─── Data provided

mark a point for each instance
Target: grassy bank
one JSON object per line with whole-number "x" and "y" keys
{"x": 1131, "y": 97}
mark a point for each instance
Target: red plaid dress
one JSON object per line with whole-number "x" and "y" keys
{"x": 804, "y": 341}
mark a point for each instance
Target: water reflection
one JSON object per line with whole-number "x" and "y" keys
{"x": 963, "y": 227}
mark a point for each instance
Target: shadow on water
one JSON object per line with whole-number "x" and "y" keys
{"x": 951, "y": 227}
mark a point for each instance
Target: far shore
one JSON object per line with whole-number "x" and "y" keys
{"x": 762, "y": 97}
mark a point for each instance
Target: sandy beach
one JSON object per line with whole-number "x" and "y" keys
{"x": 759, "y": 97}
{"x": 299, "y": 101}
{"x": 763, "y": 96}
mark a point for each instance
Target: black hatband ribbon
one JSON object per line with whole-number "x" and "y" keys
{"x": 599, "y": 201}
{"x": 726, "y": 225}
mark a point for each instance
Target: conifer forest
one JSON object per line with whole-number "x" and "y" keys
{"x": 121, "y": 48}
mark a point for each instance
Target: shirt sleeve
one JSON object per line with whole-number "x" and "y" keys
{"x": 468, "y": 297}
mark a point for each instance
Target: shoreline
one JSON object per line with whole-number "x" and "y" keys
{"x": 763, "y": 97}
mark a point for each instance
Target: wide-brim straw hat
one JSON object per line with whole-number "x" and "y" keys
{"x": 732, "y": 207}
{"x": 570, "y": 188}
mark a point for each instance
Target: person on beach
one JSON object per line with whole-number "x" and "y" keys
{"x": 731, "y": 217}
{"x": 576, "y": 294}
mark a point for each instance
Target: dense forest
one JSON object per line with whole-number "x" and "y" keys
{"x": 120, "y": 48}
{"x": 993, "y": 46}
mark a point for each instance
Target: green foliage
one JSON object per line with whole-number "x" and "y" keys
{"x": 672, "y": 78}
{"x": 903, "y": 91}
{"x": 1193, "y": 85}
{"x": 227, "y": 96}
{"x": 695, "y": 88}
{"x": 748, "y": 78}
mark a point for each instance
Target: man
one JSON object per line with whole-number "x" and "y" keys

──────

Exercise requirements:
Make an exact copy of all the data.

Response for this exercise:
mark a point for each instance
Target: grassy bank
one JSON object per line with whole-number "x" and "y" keys
{"x": 1131, "y": 97}
mark a point for each instance
Target: red plaid dress
one JSON object per line with whole-number "x" and "y" keys
{"x": 804, "y": 341}
mark a point for each instance
Target: water reflection
one JSON object per line with whole-number "x" and "y" keys
{"x": 963, "y": 227}
mark a point for each instance
Target: shadow on water
one JSON object per line with whole-number "x" and "y" keys
{"x": 951, "y": 227}
mark a point for each instance
Target: far shore
one JSON object per line with whole-number "x" and "y" keys
{"x": 762, "y": 97}
mark a point for each instance
Target: sandy beach
one JSON object per line with whole-number "x" and "y" keys
{"x": 759, "y": 97}
{"x": 299, "y": 101}
{"x": 763, "y": 96}
mark a point for each instance
Target: black hatband ribbon
one JSON object per line with whole-number "x" and "y" keys
{"x": 599, "y": 201}
{"x": 726, "y": 225}
mark a point for each instance
Target: conifer forest
one JSON object per line with whole-number "x" and "y" keys
{"x": 121, "y": 48}
mark a point for each instance
Target: shirt sleeve
one JSON object per line with whole-number "x" and "y" keys
{"x": 468, "y": 297}
mark a point for each instance
Target: shoreline
one JSON object per line with whole-number "x" and "y" keys
{"x": 763, "y": 97}
mark a point for each instance
Target: wide-brim straw hat
one JSON object per line with whole-number "x" and "y" keys
{"x": 732, "y": 207}
{"x": 570, "y": 188}
mark a point for each instance
Target: person on beach
one JSON object per line with whole-number "x" and "y" keys
{"x": 731, "y": 217}
{"x": 576, "y": 294}
mark a point for each instance
Target: dense forest
one JSON object per line with whole-number "x" and "y" keys
{"x": 120, "y": 48}
{"x": 993, "y": 46}
mark a point for each instance
Target: green foliage
one JSON object per line with whole-number "x" and "y" keys
{"x": 672, "y": 78}
{"x": 903, "y": 91}
{"x": 1193, "y": 85}
{"x": 227, "y": 96}
{"x": 695, "y": 88}
{"x": 748, "y": 78}
mark a point for each instance
Target: man
one JSON object per line with whole-number "x" and "y" keys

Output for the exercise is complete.